= Stated problem A =
According to the Shi Mingde profile, in what year was he sent to study at the East German Embassy International Student Class?

= Source extract =
Chinese Ambassador to Germany
- In office August 2012 – February 2019
- Preceded by: Wu Hongbo
- Succeeded by: Wu Ken

Chinese Ambassador to Austria
- In office August 2010 – August 2012
- Preceded by: Wu Ken
- Succeeded by: Zhao Bin [zh]

Personal details
- Born: December 1954 (age 71) Shanghai, China
- Party: Chinese Communist Party
- Spouse: Xu Jinghua
- Children: 1
- Alma mater: Beijing Foreign Studies University

= Shi Mingde (diplomat) =

Chinese diplomat (born 1954)

Shi Mingde (史明德 (Shǐ Míngdé); born December 1954) is a Chinese diplomat who served as Chinese Ambassadors to Austria from 2010 to 2012 and Chinese Ambassadors to Germany from 2012 to 2019.

==Biography==
Shi was born in Shanghai, in December 1954. In 1972, he was sent to study at the East German Embassy International Student Class.

= Stated problem B =
Please rename "instance" to "object" in the entries from the line that has "Segment the cobblestone" through the end of the entries, keeping every other word as it is. Leave the pictures out of your reply.

Shape labeling items for pictures:

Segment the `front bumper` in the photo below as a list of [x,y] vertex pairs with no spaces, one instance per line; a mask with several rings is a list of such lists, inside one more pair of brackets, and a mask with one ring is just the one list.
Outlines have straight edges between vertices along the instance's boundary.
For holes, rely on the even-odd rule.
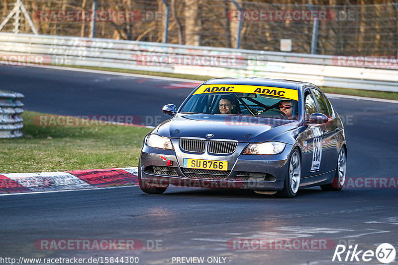
[[[174,150],[154,148],[144,145],[140,156],[141,181],[160,187],[172,184],[214,189],[280,191],[284,187],[288,170],[288,161],[292,148],[292,146],[287,144],[282,153],[272,155],[235,154],[211,157],[207,155],[198,156],[179,152],[181,154],[177,157]],[[192,176],[197,174],[188,176],[189,174],[185,172],[185,169],[181,167],[181,161],[183,158],[227,160],[228,170],[224,173],[227,175],[222,178]],[[172,166],[167,166],[168,160],[172,161]],[[167,174],[159,174],[153,169],[160,167],[172,171],[172,175],[170,175],[170,172],[167,172]],[[263,174],[264,177],[258,177],[261,174]],[[250,177],[253,175],[256,177]]]

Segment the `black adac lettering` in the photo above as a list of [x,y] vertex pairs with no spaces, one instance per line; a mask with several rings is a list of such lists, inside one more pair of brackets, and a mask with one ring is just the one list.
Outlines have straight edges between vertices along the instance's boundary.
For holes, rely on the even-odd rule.
[[263,94],[268,94],[269,93],[270,93],[270,90],[268,88],[263,89]]
[[273,94],[275,96],[277,95],[277,91],[275,89],[274,89],[273,90],[272,90],[270,92],[270,95],[272,95]]

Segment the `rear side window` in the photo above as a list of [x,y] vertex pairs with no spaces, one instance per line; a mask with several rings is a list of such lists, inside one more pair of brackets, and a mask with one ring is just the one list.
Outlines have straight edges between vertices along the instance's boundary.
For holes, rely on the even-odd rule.
[[312,95],[307,90],[304,93],[305,98],[304,106],[305,107],[305,119],[308,119],[309,116],[314,112],[318,112],[316,109],[316,105],[315,104]]
[[318,102],[319,112],[330,117],[331,115],[329,114],[328,108],[325,100],[325,98],[323,97],[323,94],[317,89],[313,89],[312,92],[315,95],[315,98],[316,99],[316,101]]

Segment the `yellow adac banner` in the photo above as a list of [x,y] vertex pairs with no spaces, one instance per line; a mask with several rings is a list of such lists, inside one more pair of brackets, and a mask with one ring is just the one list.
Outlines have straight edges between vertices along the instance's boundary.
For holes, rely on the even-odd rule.
[[298,100],[298,92],[296,89],[250,85],[204,84],[194,95],[207,93],[251,93]]

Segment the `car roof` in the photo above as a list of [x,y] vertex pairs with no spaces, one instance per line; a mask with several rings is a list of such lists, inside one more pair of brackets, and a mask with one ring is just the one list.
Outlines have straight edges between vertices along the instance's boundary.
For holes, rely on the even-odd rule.
[[258,85],[264,86],[272,86],[274,87],[281,87],[290,88],[291,89],[297,89],[298,87],[302,86],[298,86],[298,84],[310,84],[309,83],[294,81],[292,80],[285,80],[283,79],[272,79],[265,77],[222,77],[213,78],[208,80],[203,84],[235,84],[235,85]]

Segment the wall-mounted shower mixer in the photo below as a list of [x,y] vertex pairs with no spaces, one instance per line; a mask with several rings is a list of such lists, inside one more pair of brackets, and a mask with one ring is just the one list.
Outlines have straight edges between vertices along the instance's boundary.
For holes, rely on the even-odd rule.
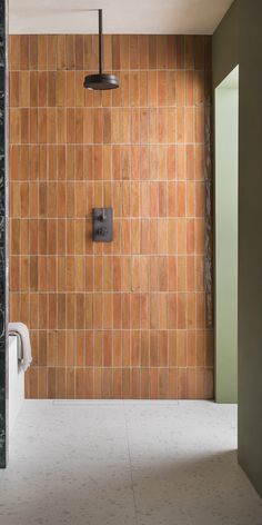
[[93,241],[112,242],[113,208],[93,208]]

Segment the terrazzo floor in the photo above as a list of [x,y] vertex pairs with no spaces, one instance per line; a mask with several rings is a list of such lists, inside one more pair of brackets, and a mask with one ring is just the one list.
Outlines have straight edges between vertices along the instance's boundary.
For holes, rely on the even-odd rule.
[[262,525],[236,463],[236,407],[24,402],[1,525]]

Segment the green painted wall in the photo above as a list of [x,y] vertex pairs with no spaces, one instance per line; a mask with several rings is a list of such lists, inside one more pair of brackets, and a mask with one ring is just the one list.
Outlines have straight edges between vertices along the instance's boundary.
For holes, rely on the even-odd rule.
[[215,400],[238,402],[239,72],[215,89]]
[[213,38],[213,79],[239,62],[239,460],[262,496],[261,28],[262,1],[235,0]]

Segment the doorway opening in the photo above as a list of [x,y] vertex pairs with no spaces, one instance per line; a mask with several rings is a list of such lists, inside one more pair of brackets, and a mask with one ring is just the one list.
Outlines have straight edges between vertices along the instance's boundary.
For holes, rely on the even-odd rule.
[[215,89],[215,400],[238,400],[239,66]]

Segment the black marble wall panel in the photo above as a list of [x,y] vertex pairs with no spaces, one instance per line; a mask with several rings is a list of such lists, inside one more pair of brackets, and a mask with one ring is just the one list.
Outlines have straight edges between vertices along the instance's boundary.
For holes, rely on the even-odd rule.
[[7,465],[7,164],[6,164],[6,13],[4,0],[0,2],[0,468]]

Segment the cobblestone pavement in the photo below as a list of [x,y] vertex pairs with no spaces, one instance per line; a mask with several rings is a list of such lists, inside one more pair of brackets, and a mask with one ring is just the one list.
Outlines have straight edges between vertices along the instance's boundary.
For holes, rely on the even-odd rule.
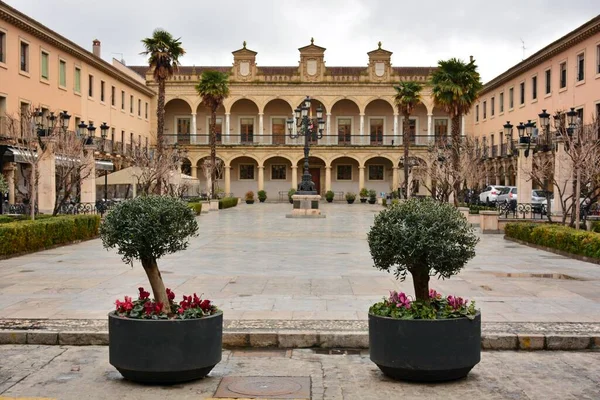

= Task solution A =
1972

= Task solution B =
Segment the cobblestone pavement in the photo below as a list of [x,y] vertex pairs with no spaces, one object per line; a mask with several rings is a list of such lists, inside one more pair of brackets, and a mask with one ring is just the one list.
Outlines have straight edges between vertices along the object's boundary.
For holes, rely on the even-odd rule.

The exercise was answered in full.